What to do
Write each line below back out exactly, omitting its pictures.
-=-=-
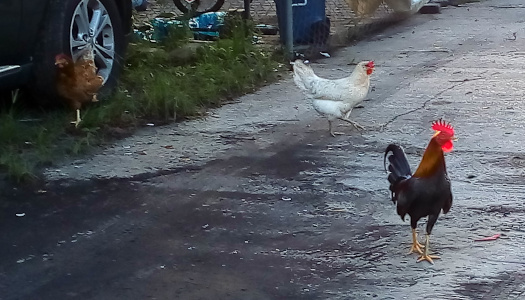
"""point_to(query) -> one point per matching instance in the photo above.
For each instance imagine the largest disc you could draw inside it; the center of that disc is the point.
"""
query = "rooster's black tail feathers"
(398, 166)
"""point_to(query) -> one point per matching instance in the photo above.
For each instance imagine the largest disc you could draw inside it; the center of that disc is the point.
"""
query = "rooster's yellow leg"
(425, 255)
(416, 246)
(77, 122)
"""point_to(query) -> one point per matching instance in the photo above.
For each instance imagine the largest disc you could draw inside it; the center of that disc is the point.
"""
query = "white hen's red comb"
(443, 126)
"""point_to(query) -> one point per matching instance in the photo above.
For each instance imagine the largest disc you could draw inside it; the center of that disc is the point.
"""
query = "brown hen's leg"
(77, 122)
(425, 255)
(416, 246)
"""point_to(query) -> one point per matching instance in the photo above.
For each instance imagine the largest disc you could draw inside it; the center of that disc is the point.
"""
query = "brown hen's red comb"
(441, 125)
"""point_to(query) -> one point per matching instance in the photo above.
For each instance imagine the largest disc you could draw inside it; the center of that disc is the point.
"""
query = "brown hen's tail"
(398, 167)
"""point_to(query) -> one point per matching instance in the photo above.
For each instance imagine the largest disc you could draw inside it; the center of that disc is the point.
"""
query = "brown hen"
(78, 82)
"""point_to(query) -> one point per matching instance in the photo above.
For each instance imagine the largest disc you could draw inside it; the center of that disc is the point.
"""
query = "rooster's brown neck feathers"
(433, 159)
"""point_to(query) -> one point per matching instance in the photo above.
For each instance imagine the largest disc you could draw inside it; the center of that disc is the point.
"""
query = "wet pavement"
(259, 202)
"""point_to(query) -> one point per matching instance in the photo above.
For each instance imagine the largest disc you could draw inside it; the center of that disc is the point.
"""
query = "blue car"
-=-=-
Solved problem
"""point_to(query) -> one point per matching instance in the photo above.
For each instance imagine the largest disc you could draw inside it; the center of that disc is the point.
"""
query = "rooster's black tail feathers"
(398, 166)
"""point_to(query) -> one point per matching instance in the photo above.
For each instance imagine the largest disc you could draw inside it; the center of that disc is the point.
"""
query = "rooster's yellow leg"
(425, 255)
(416, 246)
(77, 122)
"""point_to(query) -> one point per matching instance in the photo above.
For each instance imagine the largest disc you could draw inside it; the center of that disc is the point.
"""
query = "white hen's red comb"
(443, 126)
"""point_to(query) -> one point per matching instance in the photo above.
For each instance imagine the largest disc you could draw inside it; the center of that disc is the point.
"""
query = "brown hen's leg"
(77, 122)
(425, 255)
(416, 246)
"""point_to(query) -> one point per matching instance in the photo above.
For each instance imagine the largest disc you could draw inside it; the center of that disc is the point.
"""
query = "brown hen's red comb"
(441, 125)
"""point_to(query) -> one point per matching instance in the photo above.
For each instance imagine the largest disc you could draw inside it; the center of that disc is the point.
"""
query = "brown hen's tail"
(398, 167)
"""point_to(query) -> one point per matching instance in the photo above.
For each instance imagine the largest disc you could draw inside it; the center of that disc is the point.
"""
query = "brown hen"
(78, 82)
"""point_to(query) -> one point per matching instance in the photo above.
For each instance imagine the largest disc you could draw inside it; the center of that disc is the point.
"""
query = "rooster's brown neck feathers"
(433, 159)
"""point_to(query) -> one point per matching instance in the photo above.
For each instance imagine the largest disc you could draw inside it; the center of that disc is the point.
"""
query = "wet pavement"
(259, 202)
"""point_to(query) -> one point per matching instance in the photo above.
For each instance imagine the largest disc you could draw inside it; the center of that disc is the point.
"""
query = "blue car"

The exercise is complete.